Short problem 1:
In the on-lending provisions, whose selling exchange rate applies when external debt is paid back in Vietnam dong?

2. The Government shall on-lend the
whole or a part of ODA loans or external concessional loans to eligible end
borrowers prescribed in Clause 1 Article 33 of this Law.
3. Each loan must be on-lent in
transparent and effective manner, to eligible end borrowers and with proper
purposes approved by competent authorities.
4. An on-lent loan amount,
maturity, and grace period shall not exceed the respective items prescribed in
the external loan agreement of the Government; the on-lent currency and
repayment currency is the currency in which the external loan is borrowed. If
the external debt is paid back in Vietnam dong, the selling exchange rate at
the time of repayment disclosed by Joint Stock Commercial Bank for Foreign
Trade of Vietnam, commonly referred to as Vietcombank, shall apply.
5. On-lending interest rate
includes external loan interest rate, charges specified in the loan agreement,
charges for management of on-lent loans and on-lent loan loss reserves.

Short problem 2:
Please list every line of the entries that contains the word "tree". Case counts.

Records for the task:
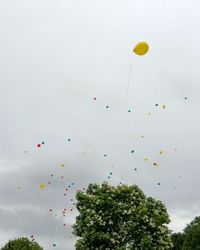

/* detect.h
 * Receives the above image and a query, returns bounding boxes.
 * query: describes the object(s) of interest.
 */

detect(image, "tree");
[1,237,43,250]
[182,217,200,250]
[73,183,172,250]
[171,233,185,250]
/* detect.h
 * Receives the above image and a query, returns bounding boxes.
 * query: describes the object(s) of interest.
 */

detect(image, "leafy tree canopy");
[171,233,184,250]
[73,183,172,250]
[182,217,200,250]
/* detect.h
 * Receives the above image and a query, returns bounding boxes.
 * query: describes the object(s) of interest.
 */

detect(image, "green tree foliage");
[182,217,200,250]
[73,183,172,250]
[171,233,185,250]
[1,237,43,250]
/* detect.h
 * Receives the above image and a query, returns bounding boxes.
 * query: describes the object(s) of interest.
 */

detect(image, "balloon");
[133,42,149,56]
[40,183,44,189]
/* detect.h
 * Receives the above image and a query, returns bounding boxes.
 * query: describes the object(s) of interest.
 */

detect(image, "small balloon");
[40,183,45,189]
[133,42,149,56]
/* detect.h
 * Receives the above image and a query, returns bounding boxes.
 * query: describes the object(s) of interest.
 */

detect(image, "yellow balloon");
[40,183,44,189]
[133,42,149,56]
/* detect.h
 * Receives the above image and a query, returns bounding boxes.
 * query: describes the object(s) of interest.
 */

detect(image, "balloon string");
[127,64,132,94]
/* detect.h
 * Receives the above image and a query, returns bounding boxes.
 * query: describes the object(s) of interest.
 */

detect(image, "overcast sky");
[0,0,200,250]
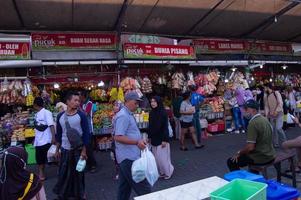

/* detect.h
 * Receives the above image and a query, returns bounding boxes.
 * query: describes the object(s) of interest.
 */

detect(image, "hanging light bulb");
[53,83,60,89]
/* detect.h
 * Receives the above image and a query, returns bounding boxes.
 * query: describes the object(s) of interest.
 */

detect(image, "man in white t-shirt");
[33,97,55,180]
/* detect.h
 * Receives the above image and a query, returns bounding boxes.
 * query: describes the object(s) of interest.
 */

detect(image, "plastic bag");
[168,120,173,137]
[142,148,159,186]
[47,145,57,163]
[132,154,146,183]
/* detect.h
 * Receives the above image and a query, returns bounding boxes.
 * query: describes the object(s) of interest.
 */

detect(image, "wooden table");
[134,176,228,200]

Worked answer 1:
The selling exchange rate disclosed by Joint Stock Commercial Bank for Foreign Trade of Vietnam, commonly called Vietcombank, at the time of repayment.

Worked answer 2:
detect(image, "tree");
detect(image, "leafy tree canopy");
detect(image, "green tree foliage");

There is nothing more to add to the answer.